→ **Supplied text**

>>>>>

The post-war educational project comes off the rails (version 2 and policy critique)

Rab Butler – instigator?

2024 marks the eightieth anniversary of the momentous 1944 Butler Act, considered a triumph for progressive reform.   Though times may have changed, post-war assumptions about education remain. First, that for economic growth to continue and to keep pace with other countries, there is a need for greater levels of ‘human capital’ providing new skills for better paid professional and managerial work, particularly as economies have moved from manufacturing to services. Second and as a result, there will be increased opportunities for social mobility – in the post-war years there were chances for a significant minority of working-class children to move up into new types of jobs. Both these assumptions fitted well with arguments for comprehensive education – supported by reformers and large numbers of employers; even many Tories recognised that ‘mobilising talent’ wouldn’t take place under Butler’s rigid tripartite secondary system.  This period also saw the advance of teacher professionalism as the size of the workforce grew.

But another aspect of post-war education, is generally ignored and is crucial to understanding the apparent success of post-war education and now, the current and continued crisis. Secondary education might have been extended in England and Wales, (it already existed in Scotland), but in reality, significant sections of the post-war working class, despite changes in the curriculum pioneered by a new generation of committed teachers,  saw little immediate benefit in formal schooling. Till the mid1970s for example, over 40% of young people left school with no education qualifications, making relatively smooth transitions into employment invariably through local recruiting networks, including ‘time-serving’ apprenticeships (though mostly for boys). With the jobless rate remained around 1.5% until the 1970s, you could be ‘out of one job on Friday and in another on Monday’.

But during the last quarter of the 20th century, as governments found it increasing difficult to continue to ensure ‘full employment’, working class school leavers also found it harder to move into disappearing ‘youth jobs.’ Disillusioned with increasingly draconian youth training schemes, they voted with their feet, returning to and participating in full-time education for much longer. (Though it took another 30 years until the ‘participation age’ was officially raised to 18, well before the end of the 20th century, ‘staying on’ had increasingly become the norm.)  

A Great Reversal?

The rise of full -time ‘vocational’ courses in colleges, but also in school sixth forms, should be seen as a response to changes in the composition of school populations in the later secondary years. Though officially designed to improve and develop (generic as well as technical) skills required for a new world of work, which working class school leavers were said to lack (and thus considered ‘not work ready’) critics argued that like the youth training schemes preceding them, they represented Training Without Jobs, designed to disguise what would have been unacceptably high levels of youth unemployment and a much longer labour queue. Previously finding jobs without extended education, young people were now being pushed back into education without jobs.  Reminiscent of earlier 1944 tripartite divides, it also represented the beginnings of a Great Reversal of post-war educational ideals.

<<<<<

→ **Aim**
Reproduce the post-war education essay above, word for word, from "The rise of" up to and including "post-war educational ideals.".

→ **Dataset excerpt**
>>>>>

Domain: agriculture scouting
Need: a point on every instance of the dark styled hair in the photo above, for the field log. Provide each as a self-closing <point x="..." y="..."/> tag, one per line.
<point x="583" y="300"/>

<<<<<

→ **Solution**
The rise of full -time ‘vocational’ courses in colleges, but also in school sixth forms, should be seen as a response to changes in the composition of school populations in the later secondary years. Though officially designed to improve and develop (generic as well as technical) skills required for a new world of work, which working class school leavers were said to lack (and thus considered ‘not work ready’) critics argued that like the youth training schemes preceding them, they represented Training Without Jobs, designed to disguise what would have been unacceptably high levels of youth unemployment and a much longer labour queue. Previously finding jobs without extended education, young people were now being pushed back into education without jobs.  Reminiscent of earlier 1944 tripartite divides, it also represented the beginnings of a Great Reversal of post-war educational ideals.